Extracted entries

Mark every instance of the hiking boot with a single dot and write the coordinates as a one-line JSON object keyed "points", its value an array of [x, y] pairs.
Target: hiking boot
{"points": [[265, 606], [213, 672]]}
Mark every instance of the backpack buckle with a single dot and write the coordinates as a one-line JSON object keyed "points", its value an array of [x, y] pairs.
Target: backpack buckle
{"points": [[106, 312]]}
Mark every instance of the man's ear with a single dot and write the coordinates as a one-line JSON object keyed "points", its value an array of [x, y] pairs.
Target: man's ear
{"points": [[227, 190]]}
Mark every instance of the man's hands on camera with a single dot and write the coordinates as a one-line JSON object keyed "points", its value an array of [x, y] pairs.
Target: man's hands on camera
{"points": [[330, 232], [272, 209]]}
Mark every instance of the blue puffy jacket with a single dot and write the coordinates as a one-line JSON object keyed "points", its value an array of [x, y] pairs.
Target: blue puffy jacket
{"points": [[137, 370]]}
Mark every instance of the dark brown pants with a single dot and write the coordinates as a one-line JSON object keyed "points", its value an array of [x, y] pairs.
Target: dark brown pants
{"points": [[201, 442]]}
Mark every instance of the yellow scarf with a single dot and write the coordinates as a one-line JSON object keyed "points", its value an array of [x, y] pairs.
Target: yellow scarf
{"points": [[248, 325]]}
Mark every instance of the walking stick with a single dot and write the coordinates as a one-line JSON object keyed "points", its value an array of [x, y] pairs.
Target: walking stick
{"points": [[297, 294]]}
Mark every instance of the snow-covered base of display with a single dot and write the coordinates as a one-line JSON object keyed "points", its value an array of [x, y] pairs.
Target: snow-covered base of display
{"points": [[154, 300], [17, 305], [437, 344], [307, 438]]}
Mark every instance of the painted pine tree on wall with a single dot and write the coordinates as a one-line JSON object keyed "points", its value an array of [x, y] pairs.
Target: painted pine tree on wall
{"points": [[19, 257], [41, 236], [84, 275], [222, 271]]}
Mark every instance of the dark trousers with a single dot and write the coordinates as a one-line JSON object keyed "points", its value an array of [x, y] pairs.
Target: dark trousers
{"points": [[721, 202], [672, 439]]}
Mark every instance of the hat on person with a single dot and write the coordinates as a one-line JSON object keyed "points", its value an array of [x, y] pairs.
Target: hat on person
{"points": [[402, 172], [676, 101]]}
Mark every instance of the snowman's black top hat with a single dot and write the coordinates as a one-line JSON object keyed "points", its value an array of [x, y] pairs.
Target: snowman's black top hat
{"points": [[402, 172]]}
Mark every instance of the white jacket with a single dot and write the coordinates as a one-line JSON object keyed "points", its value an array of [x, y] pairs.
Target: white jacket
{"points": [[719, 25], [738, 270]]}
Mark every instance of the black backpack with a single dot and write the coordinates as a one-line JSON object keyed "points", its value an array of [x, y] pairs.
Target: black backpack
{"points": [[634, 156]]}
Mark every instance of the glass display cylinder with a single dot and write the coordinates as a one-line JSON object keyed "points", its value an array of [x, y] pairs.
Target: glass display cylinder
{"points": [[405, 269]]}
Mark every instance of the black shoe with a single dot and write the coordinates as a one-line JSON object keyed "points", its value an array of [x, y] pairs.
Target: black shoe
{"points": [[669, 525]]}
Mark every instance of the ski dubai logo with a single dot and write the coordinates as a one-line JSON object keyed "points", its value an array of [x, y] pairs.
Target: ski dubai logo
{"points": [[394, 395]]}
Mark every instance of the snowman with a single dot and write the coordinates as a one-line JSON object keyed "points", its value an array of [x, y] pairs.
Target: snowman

What is required
Repeat every record exactly as written, please.

The reply
Mark every instance of the hiking boot with a single dot and write the coordinates as a one-line JSON object keyed "points", its value an array of [x, y] pairs.
Target: hiking boot
{"points": [[265, 606], [213, 672]]}
Mark every instance of the backpack buckle with a single dot and write the coordinates as a one-line JSON object keyed "points", its value an array of [x, y] pairs.
Target: backpack buckle
{"points": [[106, 312]]}
Mark every instance of the man's ear with a single dot and write the coordinates as a one-line JSON object keyed "points", its value an array of [x, y] pairs.
Target: man's ear
{"points": [[227, 190]]}
Mark every instance of the man's hands on camera with a single dot and write the coordinates as a one-line JSON object keyed "points", its value an array of [x, y] pairs.
Target: man's hands on camera
{"points": [[330, 232], [272, 209]]}
Mark every instance of the blue puffy jacket with a single dot and write the coordinates as a one-line JSON object keyed "points", its value an array of [x, y] pairs.
Target: blue puffy jacket
{"points": [[137, 370]]}
Mark every instance of the dark brown pants with a single dot and write the coordinates as a one-line JSON object keyed "points", its value an array of [x, y] pairs.
Target: dark brown pants
{"points": [[201, 442]]}
Mark every instance of the yellow scarf with a single dot and write the coordinates as a one-line JSON object keyed "points", its value an array of [x, y] pairs.
Target: yellow scarf
{"points": [[248, 325]]}
Mark every instance of the walking stick with a single dot and write the coordinates as a one-line JSON object keyed "points", its value an array of [x, y] pairs.
Target: walking stick
{"points": [[297, 294]]}
Mark every instance of the snow-covered base of display with a single dot and write the coordinates as a one-line JSON object keyed "points", its value an array of [x, y] pairs.
Target: snow-covered base of display
{"points": [[154, 300], [17, 305], [437, 344], [307, 438]]}
Mark every instance of the painted pine tree on wall with a single dot and write the coordinates as a one-line JSON object keyed "points", its value an array of [x, y] pairs.
Target: painted pine tree on wall
{"points": [[19, 257], [41, 236], [84, 275], [222, 271]]}
Mark every instance of the dark trousers with a single dot and write the coordinates as a one-line JSON object keyed "points", its value an array of [x, y] pairs.
Target: dark trousers
{"points": [[721, 202], [672, 439]]}
Mark every instance of the hat on person with a single dot and write the coordinates as a one-line JSON object keyed "points", its value an array of [x, y] pairs.
Target: hat on person
{"points": [[402, 172], [676, 101]]}
Mark every instance of the snowman's black top hat with a single dot and write the coordinates as a one-line JSON object keyed "points", its value an array of [x, y] pairs.
Target: snowman's black top hat
{"points": [[402, 172]]}
Mark every instance of the white jacket with a single dot and write the coordinates as a one-line JSON object keyed "points", its value an array of [x, y] pairs.
Target: white jacket
{"points": [[719, 25], [738, 270]]}
Mark every instance of the black backpack with a single dot and write the coordinates as a one-line JSON object keyed "points", its value an array of [x, y] pairs.
Target: black backpack
{"points": [[634, 156]]}
Mark every instance of the glass display cylinder with a single dot and write the coordinates as a one-line JSON object keyed "points", its value an array of [x, y] pairs.
Target: glass display cylinder
{"points": [[405, 269]]}
Mark every instance of the black shoe with a single dot and write the coordinates as a one-line JSON object keyed "points", its value an array of [x, y] pairs.
Target: black shoe
{"points": [[669, 525]]}
Mark every instance of the ski dubai logo with a single dot and write the coordinates as a one-line JSON object keyed "points", its value an array of [x, y] pairs.
Target: ski dubai logo
{"points": [[394, 395]]}
Mark every instance of the snowman with a single dot and write the coordinates as a one-line JSON object keyed "points", its value an array of [x, y] pairs.
Target: snowman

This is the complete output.